Text ▸
The GDPR defines a personal data breach as “a breach of
security leading to the accidental or unlawful destruction, loss,
alteration, unauthorised disclosure of, or access to, personal data
transmitted, stored or otherwise processed
.” WP29 has
previously classified personal data breaches into three main
groups: confidentiality breaches, which involve unauthorised or
accidental disclosure of, or access to, personal data; integrity
breaches, which involve unauthorised or accidental alteration of
personal data; and availability breaches, which involve accidental
or unauthorised loss of access to, or destruction of, personal
data.

Breaches can have a number of possible significant undesirable
consequences for data subjects, which can lead to physical,
material or non-material damage, including, among other things,
loss of control over their personal data, fraud or identity theft,
reputational damage, financial loss and other serious social or
economic disadvantages. Data controllers must consider these risks
to individuals’ rights and freedoms and implement suitable
technical and organisational measures to tackle them. Under the
GDPR, controllers are required to document personal data breaches;
notify the competent SAs of breaches, unless they are unlikely to
result in risks to individuals’ rights and freedoms; and inform
individuals of breaches if they are likely to lead to high risks to
the data subjects’ rights and freedoms.

In some cases, controllers will be able to appreciate that an
incident is likely to result in a risk and will need to be
notified, while in others controllers do not need to wait until the
risk and impact surrounding the breach have been fully considered,
as the full risk assessment can take place in parallel with
notification, and information obtained can be made available to SAs
in stages without excessive further delay. It is also important to
note that controllers should not wait for a detailed forensic
examination and (early) mitigation steps before deciding whether
breaches are likely to result in a risk and should therefore be
notified – they should make this assessment on discovering
the breach.

Task requirements ▸
- a) List the groups into which WP29 classified personal data breaches, as given in the text on GDPR data breaches.
- b) Pick up the text on GDPR personal data breaches after its final sentence and keep writing.

Data rows ▸
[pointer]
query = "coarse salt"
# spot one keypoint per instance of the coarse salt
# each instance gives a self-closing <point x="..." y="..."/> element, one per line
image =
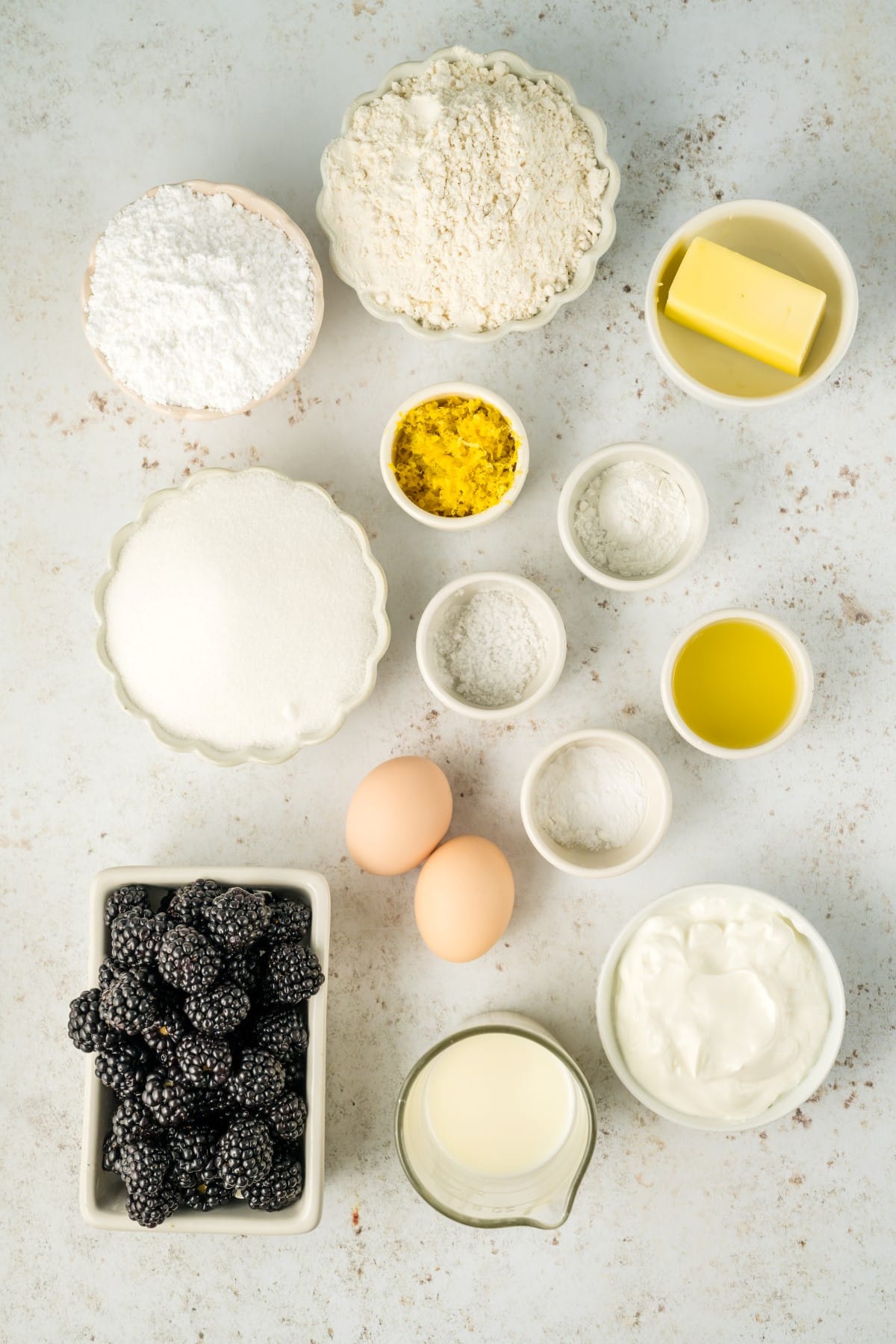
<point x="242" y="612"/>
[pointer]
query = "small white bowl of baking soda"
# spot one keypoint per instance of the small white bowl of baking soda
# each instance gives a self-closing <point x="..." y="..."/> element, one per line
<point x="633" y="517"/>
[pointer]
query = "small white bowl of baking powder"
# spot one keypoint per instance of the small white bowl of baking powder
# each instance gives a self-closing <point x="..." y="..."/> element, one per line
<point x="597" y="803"/>
<point x="633" y="517"/>
<point x="491" y="645"/>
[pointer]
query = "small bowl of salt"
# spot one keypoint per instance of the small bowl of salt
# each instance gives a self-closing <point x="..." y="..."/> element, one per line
<point x="633" y="517"/>
<point x="595" y="803"/>
<point x="491" y="645"/>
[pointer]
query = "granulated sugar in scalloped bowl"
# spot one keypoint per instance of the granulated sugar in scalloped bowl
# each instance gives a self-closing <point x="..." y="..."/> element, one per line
<point x="245" y="613"/>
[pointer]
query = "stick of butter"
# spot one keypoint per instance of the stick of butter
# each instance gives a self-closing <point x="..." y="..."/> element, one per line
<point x="746" y="305"/>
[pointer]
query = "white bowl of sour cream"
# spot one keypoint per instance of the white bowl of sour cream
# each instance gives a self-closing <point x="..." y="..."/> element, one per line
<point x="721" y="1007"/>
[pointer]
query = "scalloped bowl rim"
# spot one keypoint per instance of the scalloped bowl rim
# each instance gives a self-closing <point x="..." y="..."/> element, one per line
<point x="205" y="749"/>
<point x="267" y="210"/>
<point x="588" y="264"/>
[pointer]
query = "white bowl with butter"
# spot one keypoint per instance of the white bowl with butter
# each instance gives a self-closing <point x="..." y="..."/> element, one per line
<point x="721" y="1007"/>
<point x="788" y="241"/>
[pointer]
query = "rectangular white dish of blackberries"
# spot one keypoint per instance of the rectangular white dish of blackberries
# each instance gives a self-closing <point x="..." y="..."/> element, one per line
<point x="206" y="1031"/>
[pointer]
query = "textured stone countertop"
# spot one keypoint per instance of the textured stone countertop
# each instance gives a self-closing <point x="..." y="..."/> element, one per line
<point x="777" y="1234"/>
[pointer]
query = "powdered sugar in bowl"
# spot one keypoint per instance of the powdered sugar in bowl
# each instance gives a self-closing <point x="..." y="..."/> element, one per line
<point x="491" y="645"/>
<point x="633" y="517"/>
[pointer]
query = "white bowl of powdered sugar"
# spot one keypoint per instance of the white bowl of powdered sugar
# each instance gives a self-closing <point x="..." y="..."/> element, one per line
<point x="467" y="195"/>
<point x="633" y="517"/>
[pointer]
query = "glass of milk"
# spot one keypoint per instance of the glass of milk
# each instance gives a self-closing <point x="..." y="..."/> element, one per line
<point x="496" y="1125"/>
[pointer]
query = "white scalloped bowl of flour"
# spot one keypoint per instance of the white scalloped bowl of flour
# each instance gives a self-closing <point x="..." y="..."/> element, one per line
<point x="588" y="264"/>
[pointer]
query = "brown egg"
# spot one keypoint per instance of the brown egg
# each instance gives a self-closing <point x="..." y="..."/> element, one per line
<point x="464" y="898"/>
<point x="399" y="813"/>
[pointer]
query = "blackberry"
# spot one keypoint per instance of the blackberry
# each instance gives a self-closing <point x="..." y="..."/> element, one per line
<point x="187" y="960"/>
<point x="193" y="1155"/>
<point x="144" y="1166"/>
<point x="132" y="1120"/>
<point x="287" y="1116"/>
<point x="280" y="1187"/>
<point x="87" y="1028"/>
<point x="205" y="1061"/>
<point x="237" y="918"/>
<point x="129" y="1003"/>
<point x="136" y="937"/>
<point x="187" y="903"/>
<point x="124" y="900"/>
<point x="245" y="1152"/>
<point x="293" y="974"/>
<point x="289" y="921"/>
<point x="217" y="1012"/>
<point x="152" y="1210"/>
<point x="280" y="1030"/>
<point x="168" y="1100"/>
<point x="258" y="1080"/>
<point x="124" y="1068"/>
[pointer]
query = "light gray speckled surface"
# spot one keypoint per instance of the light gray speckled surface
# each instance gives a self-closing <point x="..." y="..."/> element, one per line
<point x="773" y="1236"/>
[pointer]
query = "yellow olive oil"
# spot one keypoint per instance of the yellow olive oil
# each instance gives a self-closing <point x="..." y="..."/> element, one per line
<point x="734" y="685"/>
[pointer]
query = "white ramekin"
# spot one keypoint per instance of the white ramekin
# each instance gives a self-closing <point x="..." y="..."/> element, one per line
<point x="489" y="515"/>
<point x="102" y="1194"/>
<point x="578" y="483"/>
<point x="790" y="1100"/>
<point x="541" y="611"/>
<point x="802" y="670"/>
<point x="258" y="206"/>
<point x="588" y="262"/>
<point x="602" y="863"/>
<point x="206" y="749"/>
<point x="786" y="240"/>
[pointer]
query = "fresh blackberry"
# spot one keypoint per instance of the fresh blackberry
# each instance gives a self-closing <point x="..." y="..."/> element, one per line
<point x="124" y="900"/>
<point x="287" y="1116"/>
<point x="293" y="974"/>
<point x="132" y="1120"/>
<point x="193" y="1155"/>
<point x="205" y="1061"/>
<point x="217" y="1012"/>
<point x="129" y="1003"/>
<point x="124" y="1068"/>
<point x="258" y="1080"/>
<point x="187" y="960"/>
<point x="187" y="903"/>
<point x="280" y="1030"/>
<point x="206" y="1195"/>
<point x="152" y="1210"/>
<point x="280" y="1187"/>
<point x="169" y="1100"/>
<point x="87" y="1030"/>
<point x="136" y="937"/>
<point x="144" y="1166"/>
<point x="289" y="921"/>
<point x="245" y="1152"/>
<point x="237" y="918"/>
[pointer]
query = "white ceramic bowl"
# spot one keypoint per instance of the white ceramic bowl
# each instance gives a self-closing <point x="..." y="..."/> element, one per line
<point x="102" y="1194"/>
<point x="602" y="863"/>
<point x="267" y="210"/>
<point x="454" y="524"/>
<point x="588" y="262"/>
<point x="790" y="1100"/>
<point x="780" y="237"/>
<point x="802" y="670"/>
<point x="205" y="749"/>
<point x="578" y="483"/>
<point x="541" y="611"/>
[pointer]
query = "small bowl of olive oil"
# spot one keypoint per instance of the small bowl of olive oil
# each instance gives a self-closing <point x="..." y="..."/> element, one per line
<point x="736" y="683"/>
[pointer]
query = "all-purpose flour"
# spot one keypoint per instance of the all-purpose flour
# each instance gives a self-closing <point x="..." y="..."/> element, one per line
<point x="465" y="196"/>
<point x="199" y="302"/>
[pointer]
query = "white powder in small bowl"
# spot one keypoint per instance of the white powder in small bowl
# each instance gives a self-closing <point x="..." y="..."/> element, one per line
<point x="242" y="612"/>
<point x="590" y="797"/>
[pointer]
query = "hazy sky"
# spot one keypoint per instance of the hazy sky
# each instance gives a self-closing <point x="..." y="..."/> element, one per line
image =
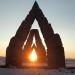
<point x="60" y="13"/>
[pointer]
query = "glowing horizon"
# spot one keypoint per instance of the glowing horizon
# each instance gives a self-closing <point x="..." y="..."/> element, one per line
<point x="61" y="15"/>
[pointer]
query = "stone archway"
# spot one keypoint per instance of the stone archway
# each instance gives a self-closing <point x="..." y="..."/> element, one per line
<point x="55" y="50"/>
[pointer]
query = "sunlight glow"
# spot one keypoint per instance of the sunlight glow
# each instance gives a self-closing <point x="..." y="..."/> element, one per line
<point x="33" y="56"/>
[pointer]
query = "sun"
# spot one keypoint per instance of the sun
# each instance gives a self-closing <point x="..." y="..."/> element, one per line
<point x="33" y="56"/>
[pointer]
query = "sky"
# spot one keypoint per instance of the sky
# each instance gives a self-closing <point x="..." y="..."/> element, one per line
<point x="60" y="13"/>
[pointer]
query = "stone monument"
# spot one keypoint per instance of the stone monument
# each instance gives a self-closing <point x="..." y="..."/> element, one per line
<point x="55" y="50"/>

The results ▸
- a)
- Confidentiality breaches
- Integrity breaches
- Availability breaches

- b)
The Guidelines discuss the fact that all controllers should
implement data breach policies and procedures and clear
accountability structures. Appropriate personal data breach
management training for relevant personnel is also emphasized, as
is accountability and data protection by design. Personal data
breach handbooks are also recommended as roadmaps for how to handle
personal data breaches.

The various examples of different types of personal data
breaches described in the new Guidelines are fictitious, but are
founded on SAs’ involvement in data breach notifications. The
EDPB notes that, if the circumstances of actual incidents differ
from the examples provided, they may result in different risks,
which may require alternative steps to be taken. Various scenarios
involving ransomware, data exfiltration attacks, internal human
risk sources, lost or stolen devices or paper documents, mispostal
issues and cases involving social engineering are considered. In
each case, various examples are provided, together with an analysis
of appropriate prior measures and risk assessment and mitigation
and obligations. In most cases, organisational and technical
measures for preventing/mitigating the impacts of the particular
type of breach in question are also considered.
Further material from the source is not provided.